Written request 1
Please extract, word for word, the part of the PR measurement study summary below starting at "The latest USC" and ending at "PR business today.".

Text excerpt
The latest USC Annenberg study on public relations generally accepted practices (GAP) is out — thanks to K.D. Paine for the news — and while the huge 3.4 mb, 300-plus-page PDF may be a bit hefty after a long weekend, the executive summary (PDF) is worth a review, especially if you’re interested in the state of measurement in the PR business today.

Some key takeaways:

  • First, the good news: Despite the economic uncertainty of the times, “the GAP V data [collected in the fourth quarter of 2007] suggests that the profession is stronger than ever before, and perhaps more recession resistant (though not recession proof) than has previously been the case.”
  • Now, for the bad news: “Organizations remain reluctant or unable to allocate adequate resources to PR evaluation, preferring to focus on execution. At a time when the profession is under increasing pressure to demonstrate its value in ‘hard’ terms, this may be a dangerous, self-defeating posture.” Furthermore: “The fact that a score of 4.67, on a scale of 7, was the highest earned by any methodology strongly suggests to us a lack of enthusiasm for the currently available measurement techniques.”
  • But not all is negative on the measurement front. The exec summary further notes that “the imperative to seriously evaluate PR spending and activity now has equal footing in organizations of all sizes.” And apparently, most CEOs think their PR shops are doing an “adequate” job of evaluation. At least, that’s what the survey respondents (PR types) think: “Respondents reported (5.09 on a 1 to 7 scale) that the CEO believed that PR evaluation methods were adequate.”
  • “Still, given the average expenditure of just 6% of budget on evaluation, the authors believe that the PR profession is not doing enough to demonstrate its value relative to other disciplines.”

Exercise materials
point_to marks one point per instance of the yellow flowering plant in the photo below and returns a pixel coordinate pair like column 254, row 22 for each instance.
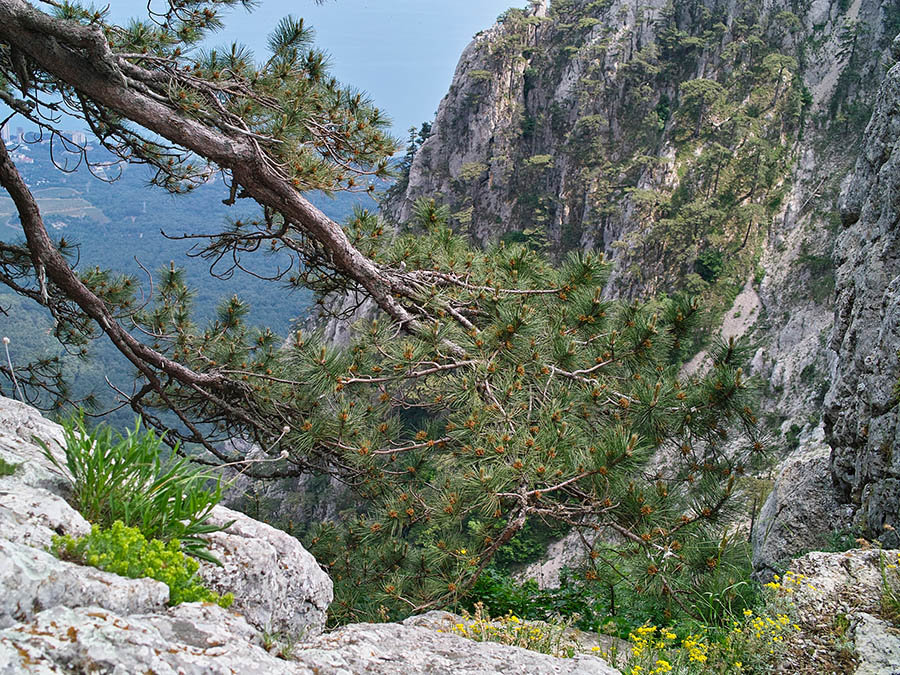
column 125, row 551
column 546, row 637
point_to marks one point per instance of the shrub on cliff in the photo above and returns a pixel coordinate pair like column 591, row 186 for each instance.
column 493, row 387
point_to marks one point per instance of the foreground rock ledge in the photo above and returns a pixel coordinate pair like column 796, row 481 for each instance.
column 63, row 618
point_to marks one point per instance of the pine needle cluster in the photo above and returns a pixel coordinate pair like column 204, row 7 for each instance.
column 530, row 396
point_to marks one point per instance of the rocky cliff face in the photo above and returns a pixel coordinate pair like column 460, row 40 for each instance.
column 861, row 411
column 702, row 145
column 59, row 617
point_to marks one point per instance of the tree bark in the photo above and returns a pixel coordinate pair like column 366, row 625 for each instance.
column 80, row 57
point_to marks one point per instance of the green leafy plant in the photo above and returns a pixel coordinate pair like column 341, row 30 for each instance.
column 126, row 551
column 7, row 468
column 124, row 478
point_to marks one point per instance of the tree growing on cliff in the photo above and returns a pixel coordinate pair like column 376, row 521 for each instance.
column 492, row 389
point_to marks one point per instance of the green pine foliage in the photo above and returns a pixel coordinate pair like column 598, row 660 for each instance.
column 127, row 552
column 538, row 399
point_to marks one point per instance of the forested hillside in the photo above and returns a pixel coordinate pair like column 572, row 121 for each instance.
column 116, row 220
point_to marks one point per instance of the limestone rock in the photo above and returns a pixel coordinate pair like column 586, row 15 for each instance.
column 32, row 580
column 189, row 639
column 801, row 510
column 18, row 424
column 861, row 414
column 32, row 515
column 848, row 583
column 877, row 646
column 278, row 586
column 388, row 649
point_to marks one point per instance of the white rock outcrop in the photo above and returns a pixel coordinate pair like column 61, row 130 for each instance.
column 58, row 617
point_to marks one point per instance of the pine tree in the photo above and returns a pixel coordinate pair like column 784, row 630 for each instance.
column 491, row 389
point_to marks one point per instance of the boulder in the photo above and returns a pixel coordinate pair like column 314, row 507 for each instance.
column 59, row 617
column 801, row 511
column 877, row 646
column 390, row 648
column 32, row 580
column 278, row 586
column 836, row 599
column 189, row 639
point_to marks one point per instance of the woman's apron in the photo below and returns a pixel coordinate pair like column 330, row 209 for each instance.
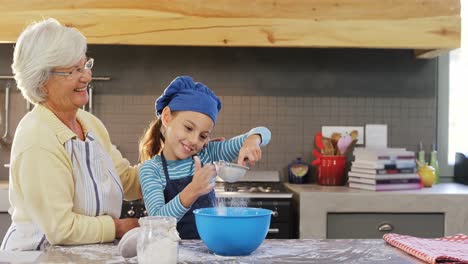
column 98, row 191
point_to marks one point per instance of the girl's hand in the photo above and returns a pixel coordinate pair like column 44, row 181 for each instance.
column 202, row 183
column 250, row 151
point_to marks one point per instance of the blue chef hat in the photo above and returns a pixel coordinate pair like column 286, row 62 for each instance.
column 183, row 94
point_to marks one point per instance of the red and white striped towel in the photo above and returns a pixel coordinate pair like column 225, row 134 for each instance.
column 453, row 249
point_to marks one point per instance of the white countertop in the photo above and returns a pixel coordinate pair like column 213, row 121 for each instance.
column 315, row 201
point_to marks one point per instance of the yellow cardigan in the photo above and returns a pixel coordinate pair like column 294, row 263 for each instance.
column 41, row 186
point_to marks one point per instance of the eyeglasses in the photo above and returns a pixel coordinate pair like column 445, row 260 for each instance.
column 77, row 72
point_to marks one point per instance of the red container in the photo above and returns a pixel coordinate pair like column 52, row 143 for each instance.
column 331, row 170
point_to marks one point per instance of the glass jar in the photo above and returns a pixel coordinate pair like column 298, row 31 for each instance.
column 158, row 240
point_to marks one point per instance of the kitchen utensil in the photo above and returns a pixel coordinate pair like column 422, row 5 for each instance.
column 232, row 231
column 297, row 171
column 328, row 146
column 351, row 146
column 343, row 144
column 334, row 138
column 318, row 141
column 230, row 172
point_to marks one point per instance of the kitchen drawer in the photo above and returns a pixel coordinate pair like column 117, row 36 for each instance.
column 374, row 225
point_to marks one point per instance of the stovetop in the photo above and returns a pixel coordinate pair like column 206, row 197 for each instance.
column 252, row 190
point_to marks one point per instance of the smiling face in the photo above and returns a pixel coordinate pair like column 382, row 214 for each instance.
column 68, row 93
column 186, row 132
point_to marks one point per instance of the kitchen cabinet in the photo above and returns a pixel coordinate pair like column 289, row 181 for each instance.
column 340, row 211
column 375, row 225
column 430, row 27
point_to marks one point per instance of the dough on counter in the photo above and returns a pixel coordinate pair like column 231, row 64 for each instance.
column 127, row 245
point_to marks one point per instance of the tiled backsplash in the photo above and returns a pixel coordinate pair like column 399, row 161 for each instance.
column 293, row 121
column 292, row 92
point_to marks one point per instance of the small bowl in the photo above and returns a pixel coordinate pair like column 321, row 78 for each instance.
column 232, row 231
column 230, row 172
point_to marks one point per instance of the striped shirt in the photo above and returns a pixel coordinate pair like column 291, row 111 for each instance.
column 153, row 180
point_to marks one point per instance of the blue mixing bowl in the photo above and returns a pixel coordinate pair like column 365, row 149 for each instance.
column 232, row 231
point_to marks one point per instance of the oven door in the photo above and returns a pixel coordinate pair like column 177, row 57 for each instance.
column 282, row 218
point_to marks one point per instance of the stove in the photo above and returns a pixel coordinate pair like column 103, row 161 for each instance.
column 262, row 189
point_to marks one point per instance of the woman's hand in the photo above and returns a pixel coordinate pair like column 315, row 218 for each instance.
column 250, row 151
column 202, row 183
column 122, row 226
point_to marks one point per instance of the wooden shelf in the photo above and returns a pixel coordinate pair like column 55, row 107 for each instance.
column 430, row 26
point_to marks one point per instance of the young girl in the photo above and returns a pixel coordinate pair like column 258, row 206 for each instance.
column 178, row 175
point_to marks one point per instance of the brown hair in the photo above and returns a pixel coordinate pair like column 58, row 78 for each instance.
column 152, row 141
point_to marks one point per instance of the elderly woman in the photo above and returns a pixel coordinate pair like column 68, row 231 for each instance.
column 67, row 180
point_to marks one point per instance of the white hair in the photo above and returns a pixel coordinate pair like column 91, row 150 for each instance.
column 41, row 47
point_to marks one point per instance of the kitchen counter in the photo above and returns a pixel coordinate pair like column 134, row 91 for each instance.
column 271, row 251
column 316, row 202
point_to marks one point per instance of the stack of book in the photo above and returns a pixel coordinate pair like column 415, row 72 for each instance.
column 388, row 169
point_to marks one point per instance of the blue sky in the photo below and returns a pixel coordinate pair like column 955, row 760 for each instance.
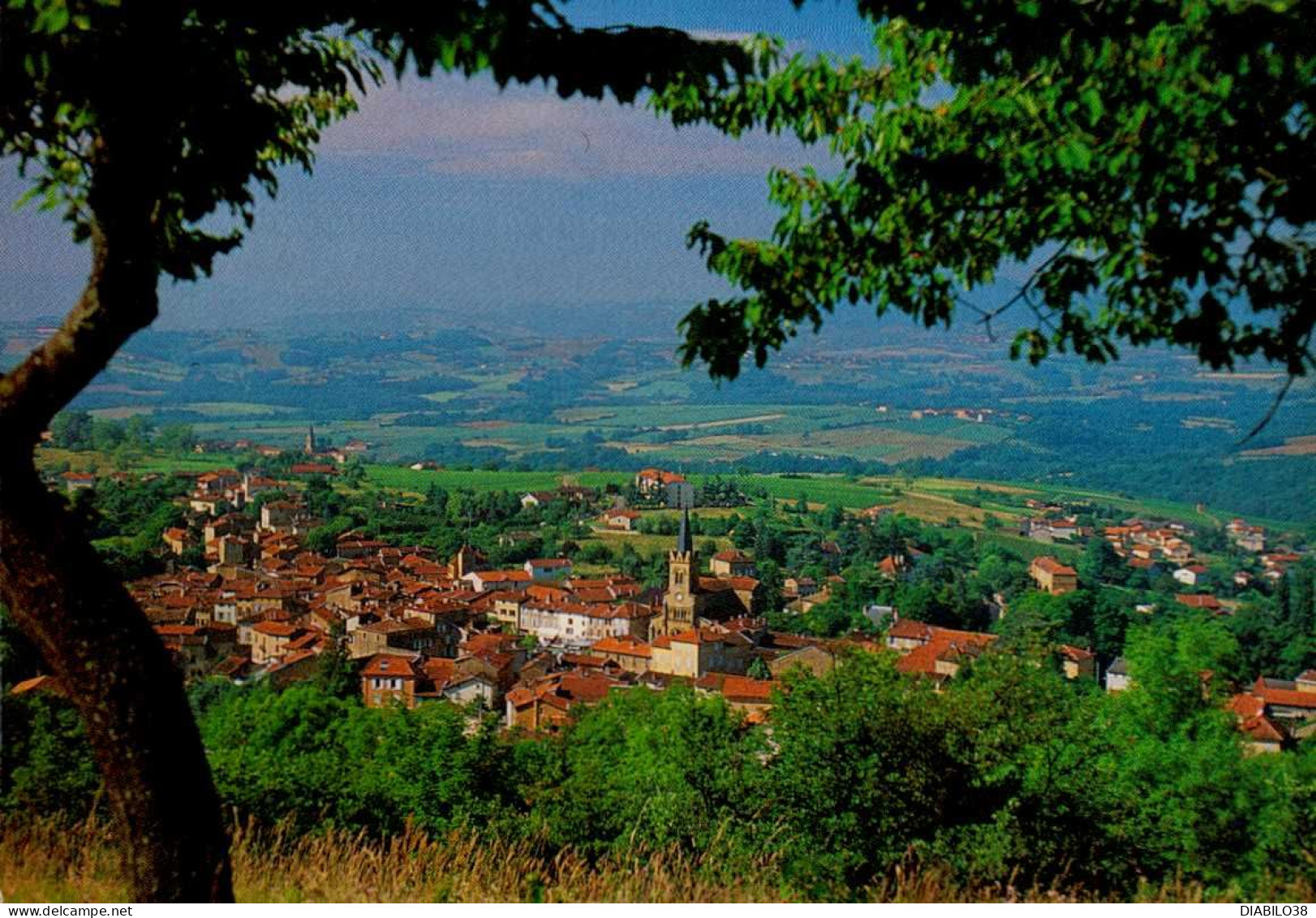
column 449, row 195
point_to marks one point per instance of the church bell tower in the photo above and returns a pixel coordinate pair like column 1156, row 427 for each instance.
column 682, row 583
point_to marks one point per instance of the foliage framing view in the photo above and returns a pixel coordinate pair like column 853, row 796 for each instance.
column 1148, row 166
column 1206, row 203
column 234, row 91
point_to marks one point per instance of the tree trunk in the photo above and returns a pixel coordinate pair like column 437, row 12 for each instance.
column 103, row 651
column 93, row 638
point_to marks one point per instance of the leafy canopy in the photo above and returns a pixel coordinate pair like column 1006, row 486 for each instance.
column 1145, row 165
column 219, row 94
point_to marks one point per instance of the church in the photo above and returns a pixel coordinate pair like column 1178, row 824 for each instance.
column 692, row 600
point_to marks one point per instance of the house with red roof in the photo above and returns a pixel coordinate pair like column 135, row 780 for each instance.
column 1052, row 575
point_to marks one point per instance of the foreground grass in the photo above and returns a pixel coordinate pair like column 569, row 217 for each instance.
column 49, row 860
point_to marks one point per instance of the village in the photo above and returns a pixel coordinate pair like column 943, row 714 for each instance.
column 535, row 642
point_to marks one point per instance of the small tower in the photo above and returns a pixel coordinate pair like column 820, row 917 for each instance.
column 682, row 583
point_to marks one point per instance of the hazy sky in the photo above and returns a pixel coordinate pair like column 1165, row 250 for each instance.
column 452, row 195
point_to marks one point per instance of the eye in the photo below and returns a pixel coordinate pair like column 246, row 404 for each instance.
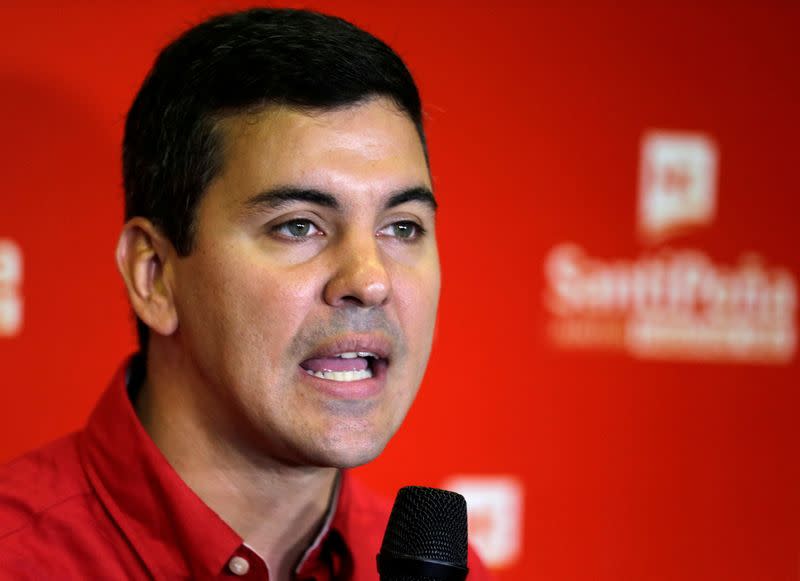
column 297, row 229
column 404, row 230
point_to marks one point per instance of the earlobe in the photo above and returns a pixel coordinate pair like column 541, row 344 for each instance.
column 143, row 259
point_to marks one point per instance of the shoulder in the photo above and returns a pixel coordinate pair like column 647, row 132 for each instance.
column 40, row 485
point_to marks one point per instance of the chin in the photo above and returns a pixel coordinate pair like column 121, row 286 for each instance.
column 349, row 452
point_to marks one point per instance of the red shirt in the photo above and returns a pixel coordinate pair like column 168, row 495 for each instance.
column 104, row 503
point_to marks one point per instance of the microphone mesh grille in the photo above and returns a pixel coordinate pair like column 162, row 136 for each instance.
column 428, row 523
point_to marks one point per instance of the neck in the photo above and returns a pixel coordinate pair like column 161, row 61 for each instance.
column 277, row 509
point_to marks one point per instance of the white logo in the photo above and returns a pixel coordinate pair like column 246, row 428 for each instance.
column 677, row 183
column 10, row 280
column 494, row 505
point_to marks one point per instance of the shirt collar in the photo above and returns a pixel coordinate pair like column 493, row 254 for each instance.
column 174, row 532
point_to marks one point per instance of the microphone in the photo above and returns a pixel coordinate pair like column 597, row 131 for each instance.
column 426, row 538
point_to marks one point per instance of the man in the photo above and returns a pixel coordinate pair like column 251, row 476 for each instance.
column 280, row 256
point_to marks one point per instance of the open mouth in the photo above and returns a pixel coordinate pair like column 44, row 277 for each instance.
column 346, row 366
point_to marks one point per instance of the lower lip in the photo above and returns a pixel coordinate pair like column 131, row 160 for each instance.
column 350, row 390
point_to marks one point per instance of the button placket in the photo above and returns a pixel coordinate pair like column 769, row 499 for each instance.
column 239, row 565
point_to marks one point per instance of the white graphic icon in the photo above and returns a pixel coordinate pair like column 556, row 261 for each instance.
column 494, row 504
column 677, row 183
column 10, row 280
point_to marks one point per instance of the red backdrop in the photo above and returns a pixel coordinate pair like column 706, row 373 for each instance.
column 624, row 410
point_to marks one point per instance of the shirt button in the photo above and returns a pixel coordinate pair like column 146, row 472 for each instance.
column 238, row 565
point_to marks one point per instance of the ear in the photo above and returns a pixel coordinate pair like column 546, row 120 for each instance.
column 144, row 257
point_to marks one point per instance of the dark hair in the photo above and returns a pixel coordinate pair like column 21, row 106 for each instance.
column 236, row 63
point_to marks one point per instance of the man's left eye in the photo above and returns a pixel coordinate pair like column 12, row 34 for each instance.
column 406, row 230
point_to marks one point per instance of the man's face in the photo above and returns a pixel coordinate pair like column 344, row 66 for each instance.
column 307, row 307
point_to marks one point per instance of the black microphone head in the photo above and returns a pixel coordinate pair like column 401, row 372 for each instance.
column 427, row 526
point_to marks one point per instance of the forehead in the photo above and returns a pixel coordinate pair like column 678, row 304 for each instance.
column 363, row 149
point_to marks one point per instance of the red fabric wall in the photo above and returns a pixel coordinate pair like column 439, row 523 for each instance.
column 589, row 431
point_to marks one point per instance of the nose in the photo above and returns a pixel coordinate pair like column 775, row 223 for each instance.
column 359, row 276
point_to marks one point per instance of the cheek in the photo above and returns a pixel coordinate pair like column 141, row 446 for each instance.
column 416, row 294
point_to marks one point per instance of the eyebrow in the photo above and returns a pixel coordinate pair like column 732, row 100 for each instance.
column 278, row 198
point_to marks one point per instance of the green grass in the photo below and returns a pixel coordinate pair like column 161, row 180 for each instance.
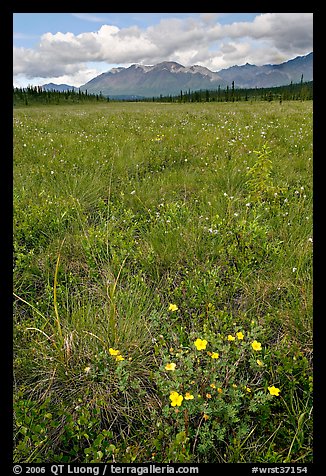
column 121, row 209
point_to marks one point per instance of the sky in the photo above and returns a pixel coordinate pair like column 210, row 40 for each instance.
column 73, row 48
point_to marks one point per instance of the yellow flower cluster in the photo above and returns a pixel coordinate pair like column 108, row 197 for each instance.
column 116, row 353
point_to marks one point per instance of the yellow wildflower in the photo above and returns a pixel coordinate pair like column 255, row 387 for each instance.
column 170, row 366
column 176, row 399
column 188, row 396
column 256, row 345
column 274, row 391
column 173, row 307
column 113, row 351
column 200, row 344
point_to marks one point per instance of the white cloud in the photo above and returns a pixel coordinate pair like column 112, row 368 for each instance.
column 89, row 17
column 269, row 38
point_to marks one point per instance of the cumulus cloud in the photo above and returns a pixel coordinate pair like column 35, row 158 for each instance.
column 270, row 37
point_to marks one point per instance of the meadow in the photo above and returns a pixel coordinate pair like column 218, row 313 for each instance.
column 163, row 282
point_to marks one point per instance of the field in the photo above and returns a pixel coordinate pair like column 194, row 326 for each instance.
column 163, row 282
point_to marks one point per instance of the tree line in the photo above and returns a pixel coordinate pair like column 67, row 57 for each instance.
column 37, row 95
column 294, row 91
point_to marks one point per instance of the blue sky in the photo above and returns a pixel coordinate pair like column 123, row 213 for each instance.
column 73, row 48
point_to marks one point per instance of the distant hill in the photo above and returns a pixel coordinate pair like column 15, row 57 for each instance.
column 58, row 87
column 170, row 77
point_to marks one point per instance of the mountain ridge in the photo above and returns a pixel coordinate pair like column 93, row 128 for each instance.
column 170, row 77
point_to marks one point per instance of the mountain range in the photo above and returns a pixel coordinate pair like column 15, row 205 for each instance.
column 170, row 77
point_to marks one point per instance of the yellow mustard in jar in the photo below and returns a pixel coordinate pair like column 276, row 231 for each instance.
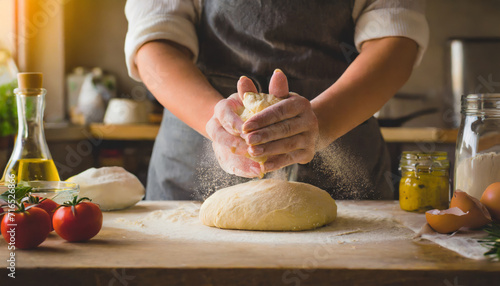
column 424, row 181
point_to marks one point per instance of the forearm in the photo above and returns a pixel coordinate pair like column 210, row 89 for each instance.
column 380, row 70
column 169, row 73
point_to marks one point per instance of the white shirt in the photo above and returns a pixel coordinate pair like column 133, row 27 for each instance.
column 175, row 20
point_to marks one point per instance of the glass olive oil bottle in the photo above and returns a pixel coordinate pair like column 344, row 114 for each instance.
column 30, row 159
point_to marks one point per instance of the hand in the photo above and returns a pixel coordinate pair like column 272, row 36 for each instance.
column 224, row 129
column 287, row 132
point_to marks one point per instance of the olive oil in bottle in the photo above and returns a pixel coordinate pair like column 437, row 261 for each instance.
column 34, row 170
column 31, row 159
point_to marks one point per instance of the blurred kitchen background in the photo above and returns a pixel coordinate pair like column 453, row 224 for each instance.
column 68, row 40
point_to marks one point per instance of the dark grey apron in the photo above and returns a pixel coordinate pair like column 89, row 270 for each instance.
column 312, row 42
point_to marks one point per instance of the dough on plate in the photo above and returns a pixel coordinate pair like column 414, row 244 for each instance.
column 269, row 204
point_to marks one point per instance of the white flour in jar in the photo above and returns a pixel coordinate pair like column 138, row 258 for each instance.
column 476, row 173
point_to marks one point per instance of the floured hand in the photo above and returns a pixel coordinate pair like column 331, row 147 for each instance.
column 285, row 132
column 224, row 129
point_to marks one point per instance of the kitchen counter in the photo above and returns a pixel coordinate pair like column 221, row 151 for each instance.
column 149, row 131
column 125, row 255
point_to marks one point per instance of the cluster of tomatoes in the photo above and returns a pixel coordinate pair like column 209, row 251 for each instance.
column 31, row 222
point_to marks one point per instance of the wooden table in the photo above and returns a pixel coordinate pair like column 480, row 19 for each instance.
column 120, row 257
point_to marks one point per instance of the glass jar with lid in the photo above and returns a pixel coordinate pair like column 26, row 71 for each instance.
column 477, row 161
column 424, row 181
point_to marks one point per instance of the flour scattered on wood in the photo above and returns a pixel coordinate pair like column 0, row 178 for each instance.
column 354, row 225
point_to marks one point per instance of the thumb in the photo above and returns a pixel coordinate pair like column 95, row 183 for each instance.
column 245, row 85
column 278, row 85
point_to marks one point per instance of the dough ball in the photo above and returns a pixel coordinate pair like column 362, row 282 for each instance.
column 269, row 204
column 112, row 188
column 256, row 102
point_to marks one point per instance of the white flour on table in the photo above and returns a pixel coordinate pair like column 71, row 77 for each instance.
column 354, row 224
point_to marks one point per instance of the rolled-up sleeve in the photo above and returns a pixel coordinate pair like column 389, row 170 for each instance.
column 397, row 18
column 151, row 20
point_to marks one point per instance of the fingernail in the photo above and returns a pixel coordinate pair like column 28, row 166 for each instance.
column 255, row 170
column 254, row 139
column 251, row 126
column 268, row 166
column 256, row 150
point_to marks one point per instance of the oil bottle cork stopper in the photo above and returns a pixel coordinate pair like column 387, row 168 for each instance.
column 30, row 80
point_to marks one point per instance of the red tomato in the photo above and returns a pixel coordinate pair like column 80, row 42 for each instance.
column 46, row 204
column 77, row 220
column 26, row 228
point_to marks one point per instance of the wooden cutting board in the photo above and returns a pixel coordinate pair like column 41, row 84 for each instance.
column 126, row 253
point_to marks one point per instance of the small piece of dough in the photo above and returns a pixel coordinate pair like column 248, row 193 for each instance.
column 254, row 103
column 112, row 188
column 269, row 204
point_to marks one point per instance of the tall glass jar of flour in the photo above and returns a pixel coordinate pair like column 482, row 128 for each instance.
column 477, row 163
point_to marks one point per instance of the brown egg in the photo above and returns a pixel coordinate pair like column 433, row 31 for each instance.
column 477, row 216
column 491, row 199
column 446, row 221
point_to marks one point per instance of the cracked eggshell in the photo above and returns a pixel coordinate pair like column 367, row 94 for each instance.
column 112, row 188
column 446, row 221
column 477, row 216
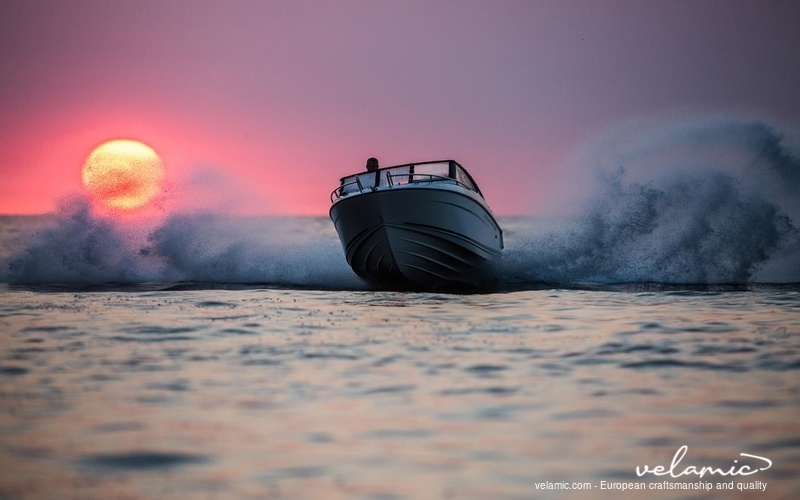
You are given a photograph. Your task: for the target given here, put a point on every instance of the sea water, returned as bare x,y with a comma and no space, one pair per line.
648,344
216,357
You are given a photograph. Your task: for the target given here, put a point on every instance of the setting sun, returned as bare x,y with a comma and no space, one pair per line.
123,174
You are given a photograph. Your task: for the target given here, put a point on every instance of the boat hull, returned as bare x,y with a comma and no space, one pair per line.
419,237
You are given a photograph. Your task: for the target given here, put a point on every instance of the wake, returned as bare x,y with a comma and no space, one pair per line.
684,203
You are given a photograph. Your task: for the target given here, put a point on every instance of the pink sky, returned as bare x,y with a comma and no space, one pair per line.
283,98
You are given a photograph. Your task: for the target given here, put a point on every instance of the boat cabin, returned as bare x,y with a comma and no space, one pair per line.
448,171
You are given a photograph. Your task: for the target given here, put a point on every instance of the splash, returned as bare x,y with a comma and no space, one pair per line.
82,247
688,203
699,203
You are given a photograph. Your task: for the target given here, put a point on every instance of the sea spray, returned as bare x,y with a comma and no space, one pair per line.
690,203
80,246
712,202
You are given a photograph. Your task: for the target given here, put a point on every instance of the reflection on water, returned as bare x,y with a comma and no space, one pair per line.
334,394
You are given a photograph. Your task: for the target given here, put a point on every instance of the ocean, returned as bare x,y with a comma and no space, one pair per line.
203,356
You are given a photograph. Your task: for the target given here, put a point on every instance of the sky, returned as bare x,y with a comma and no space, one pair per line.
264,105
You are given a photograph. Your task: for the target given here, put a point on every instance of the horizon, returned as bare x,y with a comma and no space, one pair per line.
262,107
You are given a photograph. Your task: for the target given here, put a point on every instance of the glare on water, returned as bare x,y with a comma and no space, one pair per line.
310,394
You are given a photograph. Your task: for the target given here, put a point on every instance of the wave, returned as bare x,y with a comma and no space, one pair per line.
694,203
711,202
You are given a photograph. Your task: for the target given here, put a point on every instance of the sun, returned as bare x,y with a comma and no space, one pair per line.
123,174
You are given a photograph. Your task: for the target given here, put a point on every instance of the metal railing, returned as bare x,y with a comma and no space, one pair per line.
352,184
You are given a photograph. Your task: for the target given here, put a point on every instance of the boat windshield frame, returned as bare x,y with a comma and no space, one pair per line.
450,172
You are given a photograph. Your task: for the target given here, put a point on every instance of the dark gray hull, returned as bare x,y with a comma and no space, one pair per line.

Written request 2
Copy verbatim the lines of the records above, starting at the line that contains "point_to marks one point per instance of the tree growing" and ending at the line that contains "column 116, row 220", with both of those lines included.

Correct result 1
The latest USC Annenberg study on public relations generally accepted practices (GAP) is out — thanks to K.D. Paine for the news — and while the huge 3.4 mb, 300-plus-page PDF may be a bit hefty after a long weekend, the executive summary (PDF) is worth a review, especially if you’re interested in the state of measurement in the PR business today.

Correct result 2
point_to marks one point per instance of the tree growing on cliff in the photo above and returns a pixel coordinate pair like column 376, row 521 for each instance.
column 492, row 389
point_to marks one point per instance of the green pine foliage in the photo above and returns a pixel coordinate pair like column 598, row 660 for each instance.
column 127, row 552
column 538, row 399
point_to marks one point per instance of the forested hillside in the photo above and returns a pixel coordinate pair like column 572, row 121 for each instance.
column 116, row 220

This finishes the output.